Extracted records:
····················

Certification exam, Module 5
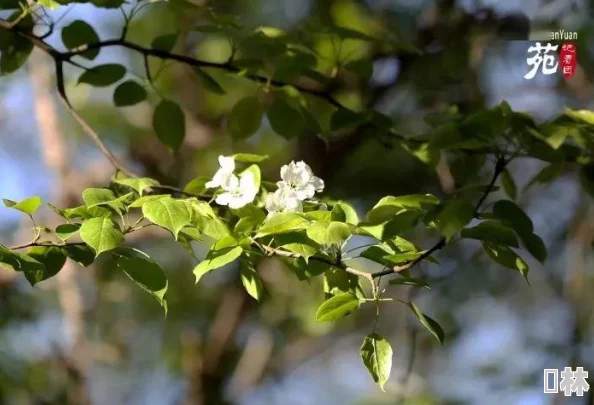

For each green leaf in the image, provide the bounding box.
[274,231,320,262]
[266,96,305,139]
[306,221,351,245]
[580,162,594,197]
[113,80,147,107]
[227,97,264,140]
[524,162,565,191]
[83,188,131,214]
[256,212,309,238]
[322,266,365,298]
[520,233,547,263]
[501,169,518,200]
[331,202,359,225]
[194,68,225,95]
[153,100,186,152]
[435,198,474,239]
[0,245,45,274]
[360,333,393,391]
[64,205,112,219]
[232,153,269,163]
[151,33,179,52]
[408,301,445,346]
[184,177,210,195]
[240,260,264,301]
[128,194,166,208]
[316,293,360,322]
[367,194,439,225]
[288,257,333,281]
[2,197,42,215]
[114,177,159,196]
[56,224,80,242]
[142,197,191,239]
[390,273,430,290]
[37,0,61,10]
[378,211,422,240]
[62,245,95,267]
[62,20,99,60]
[78,63,126,87]
[235,205,266,234]
[483,243,529,280]
[0,30,33,76]
[80,218,124,256]
[460,221,519,247]
[194,244,243,283]
[118,251,168,314]
[23,246,66,286]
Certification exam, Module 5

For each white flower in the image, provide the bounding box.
[265,184,303,214]
[215,172,258,209]
[205,156,239,191]
[277,161,324,201]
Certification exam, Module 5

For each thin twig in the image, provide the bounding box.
[372,158,509,278]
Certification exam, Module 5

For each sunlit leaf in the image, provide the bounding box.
[153,100,186,152]
[62,20,99,60]
[316,293,360,322]
[360,333,393,391]
[79,218,124,256]
[78,63,126,87]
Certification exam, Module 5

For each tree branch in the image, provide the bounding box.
[61,39,346,108]
[372,157,509,278]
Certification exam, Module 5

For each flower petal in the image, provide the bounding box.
[220,174,239,191]
[219,155,235,173]
[215,193,233,205]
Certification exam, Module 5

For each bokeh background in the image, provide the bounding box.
[0,0,594,405]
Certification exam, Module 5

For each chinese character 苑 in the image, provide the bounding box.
[559,367,590,397]
[563,66,573,76]
[524,42,559,79]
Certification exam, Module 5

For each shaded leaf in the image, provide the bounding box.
[194,68,225,95]
[62,244,95,267]
[2,197,42,215]
[435,198,474,239]
[118,251,168,313]
[151,33,178,52]
[316,293,360,322]
[153,100,186,152]
[194,246,243,283]
[142,197,191,239]
[114,177,159,196]
[408,301,445,346]
[256,212,309,238]
[23,246,66,286]
[360,333,393,391]
[501,169,518,200]
[113,80,147,107]
[240,260,264,301]
[460,221,519,247]
[78,63,126,87]
[56,224,81,241]
[227,97,264,140]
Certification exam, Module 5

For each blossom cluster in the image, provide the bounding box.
[206,156,324,213]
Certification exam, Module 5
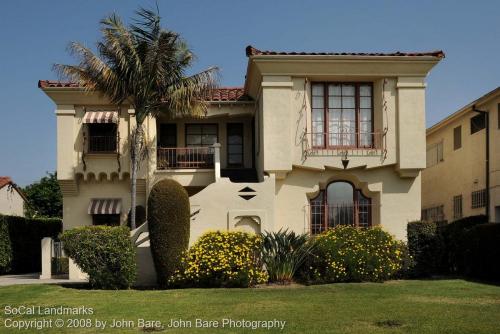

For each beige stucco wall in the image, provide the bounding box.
[0,185,24,217]
[422,94,500,221]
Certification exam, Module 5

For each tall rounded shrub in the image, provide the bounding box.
[61,225,137,289]
[148,180,190,287]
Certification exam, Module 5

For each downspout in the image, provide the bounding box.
[472,105,490,222]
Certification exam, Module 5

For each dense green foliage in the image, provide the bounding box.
[127,205,147,228]
[262,230,314,283]
[0,215,62,274]
[170,231,267,287]
[61,225,137,289]
[463,223,500,282]
[148,180,191,287]
[303,226,405,283]
[0,216,12,274]
[407,215,486,277]
[23,172,62,218]
[0,280,500,334]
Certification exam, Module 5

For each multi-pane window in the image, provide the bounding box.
[453,195,463,219]
[453,126,462,150]
[310,181,372,234]
[427,141,443,167]
[186,124,218,147]
[312,83,373,147]
[471,189,486,209]
[422,205,444,222]
[470,113,486,134]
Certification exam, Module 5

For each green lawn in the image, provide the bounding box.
[0,280,500,334]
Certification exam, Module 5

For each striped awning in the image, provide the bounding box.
[88,198,122,215]
[83,111,118,123]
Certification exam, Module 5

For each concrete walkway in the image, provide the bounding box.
[0,273,87,286]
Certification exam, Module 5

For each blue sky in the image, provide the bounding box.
[0,0,500,186]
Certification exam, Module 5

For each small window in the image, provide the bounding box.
[453,195,462,219]
[453,126,462,150]
[92,215,120,226]
[470,113,486,134]
[422,205,444,222]
[471,189,486,209]
[427,141,444,167]
[186,124,218,147]
[88,123,117,153]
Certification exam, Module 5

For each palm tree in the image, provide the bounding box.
[54,8,218,229]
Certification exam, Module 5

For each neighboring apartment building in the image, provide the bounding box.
[0,176,28,217]
[39,46,444,242]
[422,87,500,222]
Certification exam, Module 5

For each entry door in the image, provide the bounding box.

····················

• GIVEN PROBLEM:
Locate every line in the material above that contains the word "green" and copy each such line. Matching is case-sensitive.

• EXERCISE RESULT:
For each green leaf in the image, provide the bounding box.
For each dense green foliage in the image, provide the bounding box.
For each green lawn in the image, provide the bounding box.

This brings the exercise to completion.